Stored data entries
※

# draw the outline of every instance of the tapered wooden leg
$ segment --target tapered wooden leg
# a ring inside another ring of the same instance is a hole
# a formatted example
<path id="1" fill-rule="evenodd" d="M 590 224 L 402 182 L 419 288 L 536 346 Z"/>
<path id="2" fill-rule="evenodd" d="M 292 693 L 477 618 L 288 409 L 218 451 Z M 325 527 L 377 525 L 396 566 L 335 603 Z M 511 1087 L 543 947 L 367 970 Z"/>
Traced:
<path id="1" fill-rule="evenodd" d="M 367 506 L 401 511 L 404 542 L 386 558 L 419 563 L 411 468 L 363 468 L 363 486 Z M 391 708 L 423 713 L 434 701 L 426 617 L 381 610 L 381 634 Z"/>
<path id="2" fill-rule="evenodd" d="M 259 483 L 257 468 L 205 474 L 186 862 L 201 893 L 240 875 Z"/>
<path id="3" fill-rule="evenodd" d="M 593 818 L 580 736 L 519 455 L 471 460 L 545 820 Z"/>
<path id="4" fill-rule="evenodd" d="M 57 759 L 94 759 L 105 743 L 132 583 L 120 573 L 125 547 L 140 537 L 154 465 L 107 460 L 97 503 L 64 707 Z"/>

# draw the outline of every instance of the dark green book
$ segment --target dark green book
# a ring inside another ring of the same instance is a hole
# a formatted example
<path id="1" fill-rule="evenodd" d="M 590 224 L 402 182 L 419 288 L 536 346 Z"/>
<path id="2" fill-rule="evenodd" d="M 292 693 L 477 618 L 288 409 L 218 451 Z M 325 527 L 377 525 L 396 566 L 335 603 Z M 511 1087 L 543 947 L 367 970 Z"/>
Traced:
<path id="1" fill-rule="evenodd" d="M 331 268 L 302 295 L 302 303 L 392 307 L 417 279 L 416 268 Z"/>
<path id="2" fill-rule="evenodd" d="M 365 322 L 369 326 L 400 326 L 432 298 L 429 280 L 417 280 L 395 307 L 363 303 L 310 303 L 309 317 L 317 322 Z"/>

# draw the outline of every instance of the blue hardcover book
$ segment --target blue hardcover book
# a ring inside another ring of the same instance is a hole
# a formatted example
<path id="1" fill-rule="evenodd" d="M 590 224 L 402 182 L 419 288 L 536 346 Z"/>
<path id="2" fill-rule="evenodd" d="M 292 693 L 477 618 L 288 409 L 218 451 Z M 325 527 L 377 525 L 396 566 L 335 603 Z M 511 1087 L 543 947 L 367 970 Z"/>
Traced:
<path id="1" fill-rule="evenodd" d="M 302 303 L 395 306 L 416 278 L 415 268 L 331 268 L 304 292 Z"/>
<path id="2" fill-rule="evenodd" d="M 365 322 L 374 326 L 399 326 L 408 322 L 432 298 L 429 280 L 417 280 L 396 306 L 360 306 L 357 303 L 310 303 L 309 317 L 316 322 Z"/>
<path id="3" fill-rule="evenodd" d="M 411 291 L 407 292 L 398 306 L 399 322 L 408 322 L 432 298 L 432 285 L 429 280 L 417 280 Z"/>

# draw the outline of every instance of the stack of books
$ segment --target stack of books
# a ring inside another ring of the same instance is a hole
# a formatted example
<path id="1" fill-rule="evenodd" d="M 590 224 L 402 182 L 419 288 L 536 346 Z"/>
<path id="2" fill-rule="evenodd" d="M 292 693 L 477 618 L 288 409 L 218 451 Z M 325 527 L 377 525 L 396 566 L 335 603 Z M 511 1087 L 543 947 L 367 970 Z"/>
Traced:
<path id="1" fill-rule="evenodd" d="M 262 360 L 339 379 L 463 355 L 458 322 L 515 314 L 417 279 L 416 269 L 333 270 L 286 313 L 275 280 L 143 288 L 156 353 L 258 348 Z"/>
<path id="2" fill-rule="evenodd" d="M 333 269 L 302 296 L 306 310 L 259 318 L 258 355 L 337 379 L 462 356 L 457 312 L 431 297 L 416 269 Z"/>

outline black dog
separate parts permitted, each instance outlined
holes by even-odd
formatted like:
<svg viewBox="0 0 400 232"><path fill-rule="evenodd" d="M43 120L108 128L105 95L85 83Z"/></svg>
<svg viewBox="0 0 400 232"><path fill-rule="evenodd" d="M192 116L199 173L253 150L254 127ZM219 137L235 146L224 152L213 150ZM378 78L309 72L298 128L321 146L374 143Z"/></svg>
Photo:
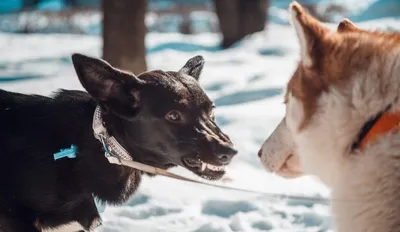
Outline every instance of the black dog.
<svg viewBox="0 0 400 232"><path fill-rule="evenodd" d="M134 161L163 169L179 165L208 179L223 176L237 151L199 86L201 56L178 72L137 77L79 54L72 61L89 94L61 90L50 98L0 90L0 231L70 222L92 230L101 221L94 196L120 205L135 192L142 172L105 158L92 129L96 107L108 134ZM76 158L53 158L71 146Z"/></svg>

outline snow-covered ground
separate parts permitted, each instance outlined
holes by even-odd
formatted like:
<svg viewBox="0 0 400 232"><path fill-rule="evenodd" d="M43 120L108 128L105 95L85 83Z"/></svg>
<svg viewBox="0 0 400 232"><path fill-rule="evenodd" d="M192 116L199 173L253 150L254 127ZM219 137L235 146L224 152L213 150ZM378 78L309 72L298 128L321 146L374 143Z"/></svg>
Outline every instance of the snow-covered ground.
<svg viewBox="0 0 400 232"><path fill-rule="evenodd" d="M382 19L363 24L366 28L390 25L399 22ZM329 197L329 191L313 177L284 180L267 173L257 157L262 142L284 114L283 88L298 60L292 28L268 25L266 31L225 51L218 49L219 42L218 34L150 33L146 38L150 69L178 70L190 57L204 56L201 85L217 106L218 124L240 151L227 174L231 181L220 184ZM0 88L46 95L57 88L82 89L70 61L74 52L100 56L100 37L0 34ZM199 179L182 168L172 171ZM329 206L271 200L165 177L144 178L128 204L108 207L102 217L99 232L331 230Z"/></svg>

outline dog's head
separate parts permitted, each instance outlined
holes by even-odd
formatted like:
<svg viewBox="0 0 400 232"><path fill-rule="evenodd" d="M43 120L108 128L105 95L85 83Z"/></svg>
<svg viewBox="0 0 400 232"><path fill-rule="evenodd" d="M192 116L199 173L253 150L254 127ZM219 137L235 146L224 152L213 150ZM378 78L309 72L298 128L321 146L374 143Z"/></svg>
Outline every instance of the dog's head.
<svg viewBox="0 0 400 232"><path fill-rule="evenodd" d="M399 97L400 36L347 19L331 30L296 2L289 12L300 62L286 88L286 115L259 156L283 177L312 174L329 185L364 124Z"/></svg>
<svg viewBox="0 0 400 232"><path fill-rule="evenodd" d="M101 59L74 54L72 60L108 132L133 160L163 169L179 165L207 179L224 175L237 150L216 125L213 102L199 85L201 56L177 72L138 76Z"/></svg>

※

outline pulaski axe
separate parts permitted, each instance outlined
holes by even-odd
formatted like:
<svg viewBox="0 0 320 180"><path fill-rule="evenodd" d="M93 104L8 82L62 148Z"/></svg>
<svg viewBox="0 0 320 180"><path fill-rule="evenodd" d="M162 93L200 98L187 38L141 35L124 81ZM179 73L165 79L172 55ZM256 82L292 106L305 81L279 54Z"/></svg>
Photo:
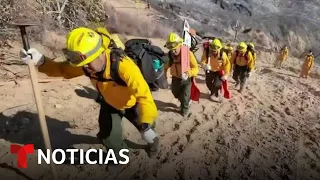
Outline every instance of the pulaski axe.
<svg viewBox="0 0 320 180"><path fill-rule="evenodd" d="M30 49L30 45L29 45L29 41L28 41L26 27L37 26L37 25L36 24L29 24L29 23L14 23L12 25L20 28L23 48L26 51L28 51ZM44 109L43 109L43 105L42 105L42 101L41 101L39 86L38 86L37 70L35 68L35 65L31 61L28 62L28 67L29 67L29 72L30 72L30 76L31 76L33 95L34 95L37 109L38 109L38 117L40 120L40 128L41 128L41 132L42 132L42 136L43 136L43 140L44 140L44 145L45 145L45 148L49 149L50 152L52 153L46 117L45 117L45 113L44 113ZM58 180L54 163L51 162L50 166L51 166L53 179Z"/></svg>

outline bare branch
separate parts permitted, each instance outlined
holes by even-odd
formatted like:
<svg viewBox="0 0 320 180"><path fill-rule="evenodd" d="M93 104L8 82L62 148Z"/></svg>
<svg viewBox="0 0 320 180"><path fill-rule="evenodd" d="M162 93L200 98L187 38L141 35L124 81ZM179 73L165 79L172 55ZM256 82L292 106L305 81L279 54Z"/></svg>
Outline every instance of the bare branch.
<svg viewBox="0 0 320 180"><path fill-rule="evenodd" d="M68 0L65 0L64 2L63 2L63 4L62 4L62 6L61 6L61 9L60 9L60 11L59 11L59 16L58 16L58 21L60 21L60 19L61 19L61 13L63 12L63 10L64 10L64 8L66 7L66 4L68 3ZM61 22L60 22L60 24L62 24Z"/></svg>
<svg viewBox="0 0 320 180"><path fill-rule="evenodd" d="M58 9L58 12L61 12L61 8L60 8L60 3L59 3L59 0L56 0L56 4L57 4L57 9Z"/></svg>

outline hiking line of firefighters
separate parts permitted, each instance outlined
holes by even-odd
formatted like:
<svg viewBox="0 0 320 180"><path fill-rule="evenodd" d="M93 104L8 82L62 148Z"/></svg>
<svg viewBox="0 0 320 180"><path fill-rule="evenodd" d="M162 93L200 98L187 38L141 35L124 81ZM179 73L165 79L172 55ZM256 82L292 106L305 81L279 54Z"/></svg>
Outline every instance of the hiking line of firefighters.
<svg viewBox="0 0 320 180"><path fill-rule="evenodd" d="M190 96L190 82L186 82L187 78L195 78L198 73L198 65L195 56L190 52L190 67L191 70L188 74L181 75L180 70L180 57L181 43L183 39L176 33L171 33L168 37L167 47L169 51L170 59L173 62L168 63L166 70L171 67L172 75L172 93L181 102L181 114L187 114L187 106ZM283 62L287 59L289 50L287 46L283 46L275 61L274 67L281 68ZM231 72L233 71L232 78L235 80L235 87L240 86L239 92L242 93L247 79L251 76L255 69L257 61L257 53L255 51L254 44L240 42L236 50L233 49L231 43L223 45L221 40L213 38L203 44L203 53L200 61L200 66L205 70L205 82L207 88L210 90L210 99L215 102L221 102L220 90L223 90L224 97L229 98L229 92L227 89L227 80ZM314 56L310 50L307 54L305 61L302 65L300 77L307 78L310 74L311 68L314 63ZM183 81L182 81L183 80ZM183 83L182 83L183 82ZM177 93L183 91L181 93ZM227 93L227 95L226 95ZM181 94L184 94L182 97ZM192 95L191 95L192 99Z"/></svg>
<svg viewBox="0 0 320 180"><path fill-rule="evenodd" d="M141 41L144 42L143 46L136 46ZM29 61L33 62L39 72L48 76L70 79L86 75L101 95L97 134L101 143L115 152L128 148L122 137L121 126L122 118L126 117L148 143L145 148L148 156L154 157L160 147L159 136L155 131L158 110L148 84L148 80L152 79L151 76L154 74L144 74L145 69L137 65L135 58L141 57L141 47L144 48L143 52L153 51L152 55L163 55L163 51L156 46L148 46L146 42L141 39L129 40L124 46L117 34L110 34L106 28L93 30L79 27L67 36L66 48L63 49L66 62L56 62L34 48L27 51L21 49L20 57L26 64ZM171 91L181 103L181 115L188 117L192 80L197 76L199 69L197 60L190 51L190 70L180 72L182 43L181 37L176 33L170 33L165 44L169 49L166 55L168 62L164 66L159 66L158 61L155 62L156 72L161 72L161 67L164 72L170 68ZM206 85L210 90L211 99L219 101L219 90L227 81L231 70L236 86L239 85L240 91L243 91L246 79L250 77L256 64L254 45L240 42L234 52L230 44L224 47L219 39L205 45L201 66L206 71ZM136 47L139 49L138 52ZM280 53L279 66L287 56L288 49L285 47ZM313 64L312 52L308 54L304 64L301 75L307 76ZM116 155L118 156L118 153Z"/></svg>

※

How many lines in the records above contain the word "blue"? Answer with the number only.

*Completed task*:
2